= Page =
• • • • • • •
# Donkey clutch/gear drive?



## Cap'nBill (Dec 27, 2008)

I'm looking for some plans/drawings, whatever, on how the system works. I'd like to try to build a 'working' donkey. Any ideas? Bill


----------



## Mik (Jan 2, 2008)

Steam donkey? The full-sized single drum American Hoist & Derrick units I've seen have no clutch. A single lever runs the whole thing. When the lever is centered the engine is stopped with band brake on one of the crank discs is automatically applied. Pull the lever towards you, and the engine runs one direction, push the lever the other and the steam ports are reversed (like on a Ruby...others sometimes had a link reverse) and the engine runs the other way. The throttle is linked to the lever so that further you move it off center the faster the engine runs.... a second valve (globe) is often used on the steam line as a shut off and/or to limit the throttle. Many had a foot brake (band type) for the drum as well (in case the engine failed?)
• • • • • • •
= Dataset section =
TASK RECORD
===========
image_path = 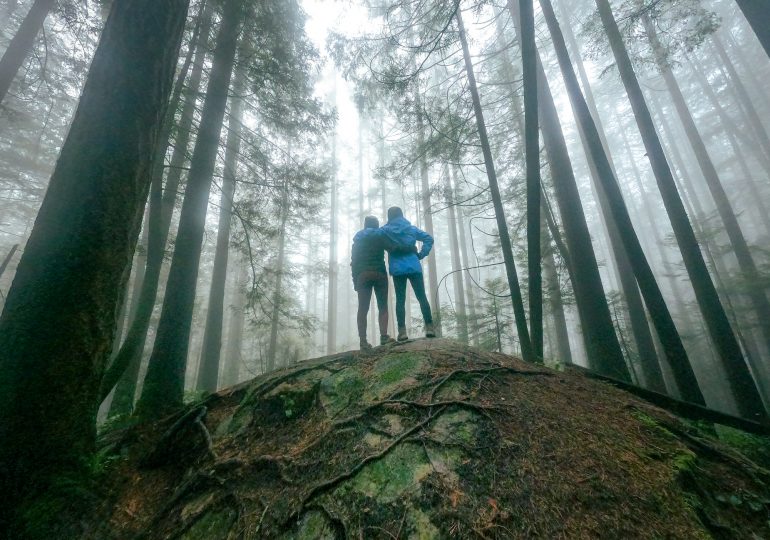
• • • • • • •
= Exercises to complete =
(A) Answer these questions from the steam donkey thread, each on its own line:
(i) What does Cap'nBill want to try to build?
(ii) According to Mik, what kind of foot brake did many units have for the drum?
(iii) What is the second (globe) valve on the steam line often used for?
(B) Carry on the steam donkey thread from the point where it stops.

= Answers to the exercise =
(A)
(i) A 'working' donkey.
(ii) A band-type foot brake.
(iii) As a shut off and/or to limit the throttle.

(B)
Multi-drum units usually had a simple sliding pinion arrangement to engage/disengage each winding drum to the main shaft, and a seperate brake for each drum. 















































hope these help a little


----------



## Mik (Jan 2, 2008)

This one seems to show a unit with what could be a clutch? (the lever in the center of the axle) But I assume it is a jam brake. It engages using a coarse screw














































BTW William Harris published a series of articles on building a steam donkey(with drawings) in Live Steam magazine years ago. It is available in book form. Try Nation Builder Books, Tony is a good guy.


----------



## Cap'nBill (Dec 27, 2008)

Neat pics guys! I found this site, too, for anyone interested. Make sure to check out the video at the end. http://wegmuller.org/logging/index.html


----------



## Ray Dunakin (Jan 6, 2008)

Wow, great pics! Very interesting stuff.


----------



## Cap'nBill (Dec 27, 2008)

Some neat stuff here: www.hdc-dampf.de//html/steam_donkeys.html. Auf Deutsch!


----------



## Les (Feb 11, 2008)

Mik,

AAAAAAAAAAUUUUUUUUGGGGHHHHHHHH!!!!!!!!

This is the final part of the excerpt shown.